OPERAZIONI RICHIESTE ::
(1) Riporta il passo del brano su Beirut che si apre con le parole contenenti "lui e’ ancora" e si chiude con "di improbabili autisti…..".
(2) Sul brano su Beirut:
(a) Di che colore sono gli occhi del bambino?
(b) Di che colore torna il semaforo?
(c) Quanti metri avanti si cerca il bambino nello specchietto?

ESTRATTO DEL TESTO ::
Beirut, un giorno di febbraio.
il bambino appoggia le mani sul vetro della macchina.
e’ sporco. non parla. guarda con i suoi occhi azzurri l’interno della macchina e si disinteressa completamente della persona.. poi improvvisamente, come se avesse finito la sua ricerca nel nulla, mi guarda negli occhi. fisso. e’ come un piccolo fantasma, comparso da una strada qualunque di beirut, sporco di fango e catrame, macchiato dal sangue dei suoi mille tagli, scalzo, le mani livide di polvere, lasciano il segno sul vetro. come a dire: io sono stato qui, io ho toccato la tua vita, per un attimo sono stato anche io nel tuo mondo.
il semaforo torna verde e le macchine, fra rumore e odore di gas di scarico,  nella loro lentezza riprendono a camminare.
lui e’ ancora li’.
non dice nulla.
il suo sguardo e’ fisso sui miei occhi.
io non riesco a non guardare. due piccole perle azzurre nello sporco. il suono del camion dietro di me mi riporta alla realta’ e stacco la spina che mi legava a quello spirito.
un fantasma. 10 metri avanti e cerco nello specchietto se riesco ancora a vederlo.
perso.
perso nelle lamiere, nel rumore, fra i suoni di una strada qualunque di un quartiere qualunque. so che ci sono.
lui e i suoi amici. so che sono la’ dietro fra gli spartitraffico di cemento segnati da ore di smog e dai piccoli incidenti di improbabili autisti…..

ELENCO DEI DATI ::
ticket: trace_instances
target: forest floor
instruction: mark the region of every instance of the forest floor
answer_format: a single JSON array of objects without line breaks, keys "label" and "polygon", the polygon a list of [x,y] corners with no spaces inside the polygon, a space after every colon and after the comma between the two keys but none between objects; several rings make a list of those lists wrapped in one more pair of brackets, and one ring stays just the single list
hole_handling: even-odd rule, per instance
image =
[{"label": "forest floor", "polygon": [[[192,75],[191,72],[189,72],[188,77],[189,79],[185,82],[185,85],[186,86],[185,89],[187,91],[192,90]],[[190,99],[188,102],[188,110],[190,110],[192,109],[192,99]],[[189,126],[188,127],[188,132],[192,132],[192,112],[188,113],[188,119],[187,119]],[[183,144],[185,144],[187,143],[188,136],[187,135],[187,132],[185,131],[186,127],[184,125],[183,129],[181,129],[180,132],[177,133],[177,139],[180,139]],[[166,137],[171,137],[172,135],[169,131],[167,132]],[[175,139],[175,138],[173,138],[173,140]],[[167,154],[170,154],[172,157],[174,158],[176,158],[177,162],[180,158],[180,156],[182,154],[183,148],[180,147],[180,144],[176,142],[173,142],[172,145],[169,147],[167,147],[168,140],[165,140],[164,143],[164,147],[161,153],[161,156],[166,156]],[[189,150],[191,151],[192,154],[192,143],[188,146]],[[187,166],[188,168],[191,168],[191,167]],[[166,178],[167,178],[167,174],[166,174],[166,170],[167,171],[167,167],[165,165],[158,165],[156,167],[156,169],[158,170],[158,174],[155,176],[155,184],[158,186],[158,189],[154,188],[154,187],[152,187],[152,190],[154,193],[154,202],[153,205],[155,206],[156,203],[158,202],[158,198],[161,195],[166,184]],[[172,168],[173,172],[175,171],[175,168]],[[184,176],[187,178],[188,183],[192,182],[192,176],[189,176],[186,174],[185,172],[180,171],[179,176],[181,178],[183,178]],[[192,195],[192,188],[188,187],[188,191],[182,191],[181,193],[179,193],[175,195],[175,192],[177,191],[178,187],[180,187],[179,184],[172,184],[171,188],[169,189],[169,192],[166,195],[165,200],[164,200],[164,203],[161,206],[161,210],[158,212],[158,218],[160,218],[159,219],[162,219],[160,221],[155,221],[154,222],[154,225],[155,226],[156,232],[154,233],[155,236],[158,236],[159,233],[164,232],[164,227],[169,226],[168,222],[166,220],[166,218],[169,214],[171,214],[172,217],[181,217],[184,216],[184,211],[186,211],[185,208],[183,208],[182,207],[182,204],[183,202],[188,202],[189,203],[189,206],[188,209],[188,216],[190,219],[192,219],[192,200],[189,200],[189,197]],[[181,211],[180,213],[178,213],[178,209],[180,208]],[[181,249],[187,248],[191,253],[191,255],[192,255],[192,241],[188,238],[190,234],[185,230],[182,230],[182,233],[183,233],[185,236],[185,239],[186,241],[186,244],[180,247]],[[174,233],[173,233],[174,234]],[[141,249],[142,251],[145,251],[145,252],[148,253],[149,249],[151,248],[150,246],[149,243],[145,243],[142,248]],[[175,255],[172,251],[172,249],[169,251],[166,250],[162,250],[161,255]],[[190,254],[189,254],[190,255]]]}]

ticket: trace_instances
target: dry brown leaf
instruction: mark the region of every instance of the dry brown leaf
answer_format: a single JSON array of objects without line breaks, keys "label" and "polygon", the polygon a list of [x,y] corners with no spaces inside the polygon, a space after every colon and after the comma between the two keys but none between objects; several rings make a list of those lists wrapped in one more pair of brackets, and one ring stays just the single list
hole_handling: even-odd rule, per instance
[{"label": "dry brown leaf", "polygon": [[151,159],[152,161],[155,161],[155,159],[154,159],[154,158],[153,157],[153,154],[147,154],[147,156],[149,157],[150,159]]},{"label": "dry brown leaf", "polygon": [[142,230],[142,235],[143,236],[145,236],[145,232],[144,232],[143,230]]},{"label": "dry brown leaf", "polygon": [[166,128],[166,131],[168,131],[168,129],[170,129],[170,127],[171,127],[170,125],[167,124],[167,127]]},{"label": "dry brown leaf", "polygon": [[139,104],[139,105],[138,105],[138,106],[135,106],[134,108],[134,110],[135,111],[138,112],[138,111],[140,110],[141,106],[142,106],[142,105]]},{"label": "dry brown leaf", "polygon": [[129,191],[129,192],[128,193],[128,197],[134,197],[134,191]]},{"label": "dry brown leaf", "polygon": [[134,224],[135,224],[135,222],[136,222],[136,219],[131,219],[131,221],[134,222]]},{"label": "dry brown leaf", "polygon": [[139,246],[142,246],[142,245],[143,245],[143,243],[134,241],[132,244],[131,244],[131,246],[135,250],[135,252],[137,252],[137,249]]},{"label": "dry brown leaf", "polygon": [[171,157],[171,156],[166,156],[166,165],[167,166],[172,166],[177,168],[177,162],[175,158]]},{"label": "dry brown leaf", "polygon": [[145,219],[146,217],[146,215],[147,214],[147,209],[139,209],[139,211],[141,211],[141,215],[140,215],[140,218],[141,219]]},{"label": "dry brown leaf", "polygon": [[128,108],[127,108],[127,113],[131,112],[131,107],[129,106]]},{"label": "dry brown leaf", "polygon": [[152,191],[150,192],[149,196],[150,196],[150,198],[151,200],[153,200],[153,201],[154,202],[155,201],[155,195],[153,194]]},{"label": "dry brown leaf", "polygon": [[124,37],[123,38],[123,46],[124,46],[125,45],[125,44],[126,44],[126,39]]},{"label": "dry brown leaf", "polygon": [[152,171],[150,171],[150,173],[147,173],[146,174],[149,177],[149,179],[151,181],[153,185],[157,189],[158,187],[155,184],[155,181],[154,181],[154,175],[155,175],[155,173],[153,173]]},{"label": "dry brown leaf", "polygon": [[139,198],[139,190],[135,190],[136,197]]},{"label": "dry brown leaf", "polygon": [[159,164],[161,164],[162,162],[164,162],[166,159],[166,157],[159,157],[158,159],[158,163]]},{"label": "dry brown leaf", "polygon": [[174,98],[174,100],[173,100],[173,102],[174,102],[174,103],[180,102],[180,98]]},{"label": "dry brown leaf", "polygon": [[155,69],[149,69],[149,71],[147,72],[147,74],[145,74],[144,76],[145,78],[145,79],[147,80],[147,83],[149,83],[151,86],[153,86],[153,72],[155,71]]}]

I RISULTATI ::
(1)
lui e’ ancora li’.
non dice nulla.
il suo sguardo e’ fisso sui miei occhi.
io non riesco a non guardare. due piccole perle azzurre nello sporco. il suono del camion dietro di me mi riporta alla realta’ e stacco la spina che mi legava a quello spirito.
un fantasma. 10 metri avanti e cerco nello specchietto se riesco ancora a vederlo.
perso.
perso nelle lamiere, nel rumore, fra i suoni di una strada qualunque di un quartiere qualunque. so che ci sono.
lui e i suoi amici. so che sono la’ dietro fra gli spartitraffico di cemento segnati da ore di smog e dai piccoli incidenti di improbabili autisti…..

(2)
(a) Azzurri.
(b) Verde.
(c) 10 metri.